■ PAGE TEXT ■
########
Samantha DeStefano on translating David Diop

Samantha DeStefano


on translating David Diop


In “To a Black Dancer,” which is often considered David Diop’s best poem, Diop celebrates the beauty, grace, and exuberance of an African woman who is performing a traditional dance. European Surrealism’s surprising juxtapositions of seemingly unrelated images and endorsement of revolutionary movements influenced Négritude poets’ writing style and anticolonial politics, both of which are evident in Diop’s experimental poem.

Rumeur can mean either “rumor” or “murmur, hum, rumble,” an ambiguity which has divided other translators. I chose to translate it as “rumble” to convey the dancer’s earthshaking impact on the world and to enrich the description of her dancing with a visceral sense of sound and movement. She is not a vague “rumor of Africa” but a powerful creative force rendered in energetic images, an ecstatic personification of Africa and its vibrant traditional culture. Négritude poets often used Black female figures as symbols of Africa’s strength and potential for regeneration. Like Léopold Sédar Senghor’s poem “Black Woman” (translated by Donnisa Edmonds in the Spring 2018 issue of DoubleSpeak) but with more concrete imagery, Diop uses a sensual woman to evoke Africa. The dancer’s vitality embodies Diop’s pride that Africa’s present attributes and ancient traditions would redeem the continent from the damage done by colonialism.

Multiplié literally means “multiplied,” but I translated it as “unceasing” to better express the idea of repeated triumphs and the proliferation “of dreams and stars” that they produce. A kora is a West African harp, so I translated koras as “kora harps” to define the term for an American audience and to enrich the poem’s depiction of traditional African rituals with the musical instrument that accompanies the dance. Les perruques du savoir (“the wigs of learning”) refers to the wigs worn as status symbols by wealthy, formally educated Europeans during the seventeenth and eighteenth centuries when their nations began colonizing Africa. By burning these wigs along with European “myths” and “false gods” in the flames generated by the dancer, Diop rejects French cultural imperialism and asserts the authority of African knowledge and ways of life.
########
■ TASK LIST ■
[1] List the French words and phrases from the poem that the note on translating David Diop discusses.
[2] Carry on the note on translating David Diop from its last sentence.
########
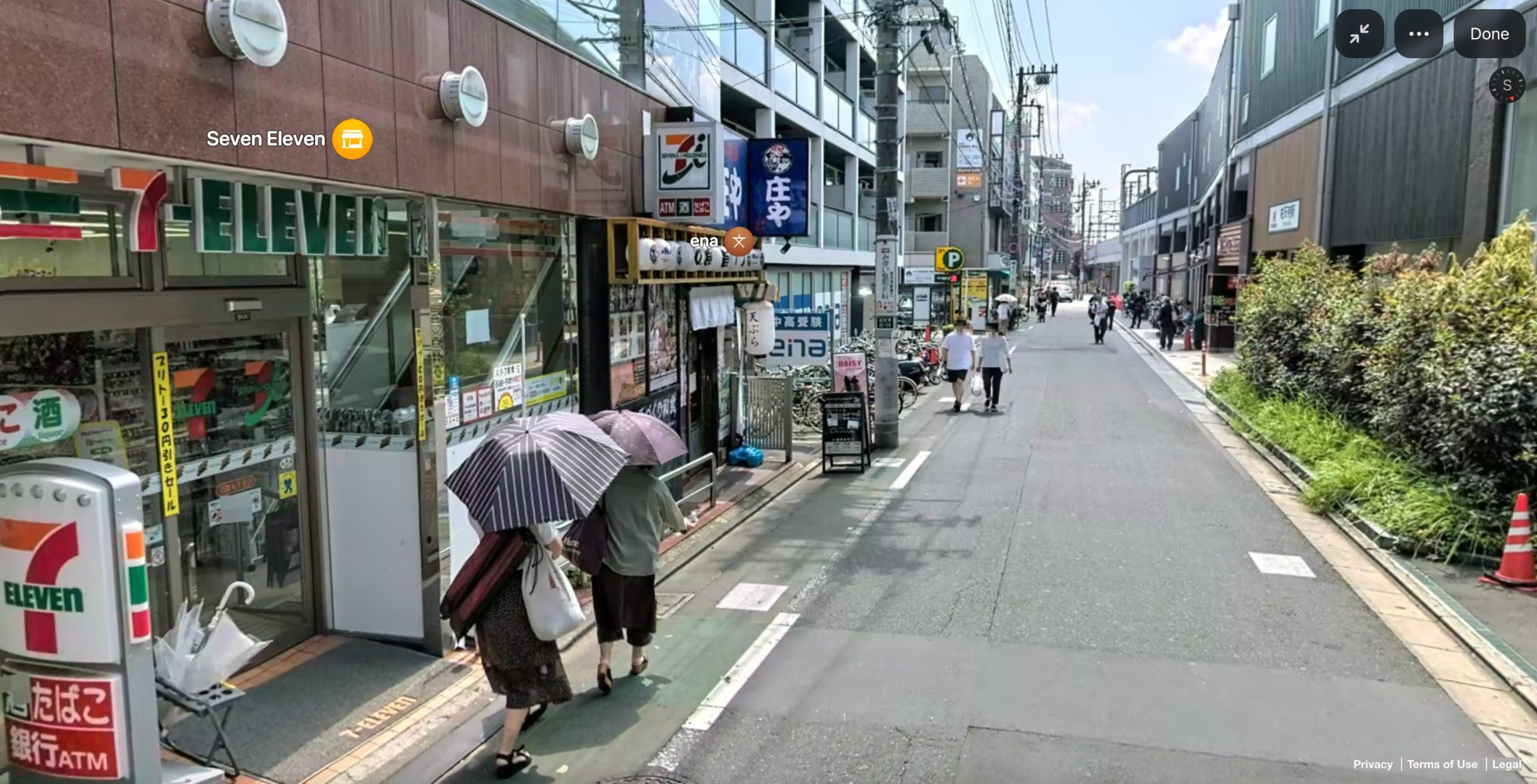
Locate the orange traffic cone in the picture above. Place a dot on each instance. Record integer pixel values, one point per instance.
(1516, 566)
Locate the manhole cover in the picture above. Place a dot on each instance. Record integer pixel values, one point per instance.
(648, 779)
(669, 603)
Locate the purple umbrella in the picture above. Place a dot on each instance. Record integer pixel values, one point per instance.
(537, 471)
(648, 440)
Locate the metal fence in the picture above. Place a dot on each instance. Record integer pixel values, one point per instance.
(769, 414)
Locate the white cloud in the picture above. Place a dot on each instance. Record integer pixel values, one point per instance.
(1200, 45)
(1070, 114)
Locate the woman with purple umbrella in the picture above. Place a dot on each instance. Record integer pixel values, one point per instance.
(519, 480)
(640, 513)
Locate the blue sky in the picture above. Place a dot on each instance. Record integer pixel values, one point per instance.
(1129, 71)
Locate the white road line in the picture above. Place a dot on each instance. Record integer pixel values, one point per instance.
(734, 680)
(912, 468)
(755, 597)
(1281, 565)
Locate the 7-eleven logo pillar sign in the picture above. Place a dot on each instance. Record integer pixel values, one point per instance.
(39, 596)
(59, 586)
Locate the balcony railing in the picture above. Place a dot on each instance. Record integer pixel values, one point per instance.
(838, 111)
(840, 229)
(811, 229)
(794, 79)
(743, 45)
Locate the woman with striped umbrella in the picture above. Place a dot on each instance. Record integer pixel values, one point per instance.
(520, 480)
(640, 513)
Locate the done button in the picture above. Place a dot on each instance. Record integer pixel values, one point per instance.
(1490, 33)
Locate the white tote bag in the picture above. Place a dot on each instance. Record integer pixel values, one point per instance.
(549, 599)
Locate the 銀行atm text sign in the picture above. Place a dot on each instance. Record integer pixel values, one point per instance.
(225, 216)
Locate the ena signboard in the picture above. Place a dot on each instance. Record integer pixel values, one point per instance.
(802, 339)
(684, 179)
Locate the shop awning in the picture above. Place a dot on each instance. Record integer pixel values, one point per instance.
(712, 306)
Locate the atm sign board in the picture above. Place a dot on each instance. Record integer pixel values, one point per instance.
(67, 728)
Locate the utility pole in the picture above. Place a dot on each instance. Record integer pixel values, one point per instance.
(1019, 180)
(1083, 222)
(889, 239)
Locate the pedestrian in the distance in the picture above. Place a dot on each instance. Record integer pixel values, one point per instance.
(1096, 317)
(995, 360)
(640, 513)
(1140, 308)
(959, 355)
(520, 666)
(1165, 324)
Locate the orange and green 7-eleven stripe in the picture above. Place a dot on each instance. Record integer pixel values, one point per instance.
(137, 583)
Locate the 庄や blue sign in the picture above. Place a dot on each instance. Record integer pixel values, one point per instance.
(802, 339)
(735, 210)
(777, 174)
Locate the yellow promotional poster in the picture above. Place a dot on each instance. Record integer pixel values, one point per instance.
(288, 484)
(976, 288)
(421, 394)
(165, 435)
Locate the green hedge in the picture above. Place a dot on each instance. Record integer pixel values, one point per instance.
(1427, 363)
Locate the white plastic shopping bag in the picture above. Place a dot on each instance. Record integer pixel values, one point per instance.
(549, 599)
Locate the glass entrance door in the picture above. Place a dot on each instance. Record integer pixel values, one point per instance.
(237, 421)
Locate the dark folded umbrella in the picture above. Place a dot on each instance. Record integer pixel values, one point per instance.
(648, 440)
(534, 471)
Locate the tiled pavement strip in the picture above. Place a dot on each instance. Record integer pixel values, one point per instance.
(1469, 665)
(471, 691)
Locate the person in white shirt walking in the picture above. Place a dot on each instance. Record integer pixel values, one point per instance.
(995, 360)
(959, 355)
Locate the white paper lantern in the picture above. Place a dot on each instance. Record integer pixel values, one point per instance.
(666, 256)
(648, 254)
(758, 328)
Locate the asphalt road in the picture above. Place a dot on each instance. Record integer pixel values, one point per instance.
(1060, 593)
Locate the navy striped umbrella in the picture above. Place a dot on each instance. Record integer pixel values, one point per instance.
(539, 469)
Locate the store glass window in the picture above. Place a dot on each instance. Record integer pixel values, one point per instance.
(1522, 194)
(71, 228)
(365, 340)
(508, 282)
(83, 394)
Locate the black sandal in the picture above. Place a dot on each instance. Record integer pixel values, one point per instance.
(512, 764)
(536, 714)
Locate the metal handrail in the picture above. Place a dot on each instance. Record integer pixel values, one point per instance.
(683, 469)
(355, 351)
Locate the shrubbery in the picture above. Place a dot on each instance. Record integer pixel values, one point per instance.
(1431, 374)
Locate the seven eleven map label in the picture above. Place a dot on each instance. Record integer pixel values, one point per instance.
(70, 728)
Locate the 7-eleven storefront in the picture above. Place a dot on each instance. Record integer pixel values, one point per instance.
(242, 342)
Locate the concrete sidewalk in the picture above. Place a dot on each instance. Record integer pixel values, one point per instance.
########
■ ANSWERS FOR THE EXERCISE ■
[1]
- rumeur
- multiplié
- koras
- les perruques du savoir

[2]
about the author

David Diop was born to a Senegalese father (a cousin of Léopold Sédar Senghor) and a Cameroonian mother in 1927 in Bordeaux, France. Throughout his life, he divided his time between West Africa and France. He was a radical voice of Négritude, a twentieth-century Francophone African and Caribbean literary movement that was inspired by the Harlem Renaissance and Black poets such as Langston Hughes. Négritude’s goal was to promote pride in a rich Black culture as a reaction against oppressive French colonial rule. Diop’s protest poetry is more militant than that of African poets like Senghor. His writings display the commitment to African liberation and revolt against colonialism found in Caribbean poets like Aimé Césaire. Diop contributed poems to Présence Africaine (African Presence), an influential Parisian political and literary magazine of the African diaspora. In 1956, he published his only book, Coups de pilon (Pestle Blows), which was translated into English along with additional poems and prose pieces as Hammer Blows and Other Writings in 1973. He died in a plane crash near Dakar, Senegal, in 1960, days before Senghor was elected the first president of the newly independent nation.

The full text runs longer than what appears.